Extrait choisi —
== == ==

Cette session qui s’ouvre aujourd’hui devrait se prolonger jusque samedi en fin d’après-midi. C’est dire, au vu du contexte actuel, l’importance de cette session budgétaire, et sans doute, nos débats nous empêcheront-ils donc de participer aux mobilisations à Nantes, Brest et Rennes pour la création d’un service public audiovisuel bilingue en Bretagne.
Cette revendication que nous portons de longue date verrait-elle enfin le jour? Nous ne pouvons que le souhaiter et l’attente est forte du côté des salariés de France 3, lesquels, à travers leurs syndicats, soutiennent cette démarche qui leur ouvrirait de nouvelles perspectives. Car à l’heure où notre priorité commune est la création d’emplois, la construction d’un service public audiovisuel régional est, à n’en pas douter, le meilleur moyen de démontrer que nos langues et nos cultures ne sont pas seulement une richesse immatérielle, elles sont aussi un atout économique et social.
Pourvu donc que l’attente ne soit pas déçue, car cela a malheureusement trop souvent été le cas ces derniers mois. En effet, il est une autre opportunité qui aurait pu amener de nouveaux emplois en Bretagne. En matière de technologies numériques, pour lesquelles notre Région a de grandes ambitions, le projet de loi écologiste qui avait vocation à protéger la santé de nos concitoyens des risques résultant de l’exposition aux ondes électromagnétiques ouvrait aussi de nouvelles perspectives à l’industrie des Communications. Les entreprises qui sauront développer des technologies alliant mobilité et sécurité sanitaire effaceront leurs concurrents. Sous les coups d’une Ministre visiblement attentive aux arguments des lobbies, cette loi n’a même pas pu être débattue. Ne nous étonnons pas, donc, si demain les marchés sont pris par d’autres. Quant aux propos de cette même Ministre, déclarant que les ondes électromagnétiques faisaient l’objet de « peurs irrationnelles », nous ne pouvons que souhaiter que celles-ci ne soient pas le futur scandale sanitaire de demain.

== == ==

Extrait de données —
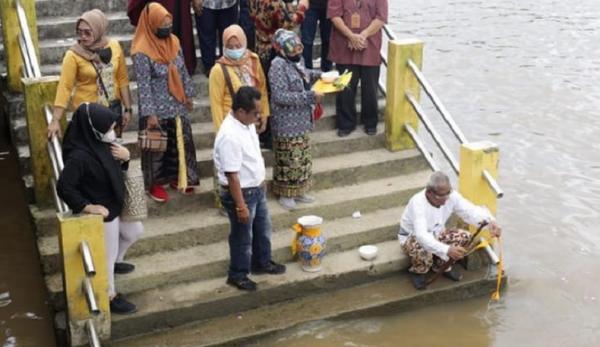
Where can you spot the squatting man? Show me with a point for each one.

== == ==

Consignes et exercices —
1 > Recopiez le passage de l'extrait choisi qui va de « Cette session qui » jusqu'à « bilingue en Bretagne. ».
2 > D'après l'extrait choisi, dans quelles villes ont lieu les mobilisations pour la création d'un service public audiovisuel bilingue en Bretagne ?

Corrigé —
1 >
Cette session qui s’ouvre aujourd’hui devrait se prolonger jusque samedi en fin d’après-midi. C’est dire, au vu du contexte actuel, l’importance de cette session budgétaire, et sans doute, nos débats nous empêcheront-ils donc de participer aux mobilisations à Nantes, Brest et Rennes pour la création d’un service public audiovisuel bilingue en Bretagne.

2 > À Nantes, Brest et Rennes.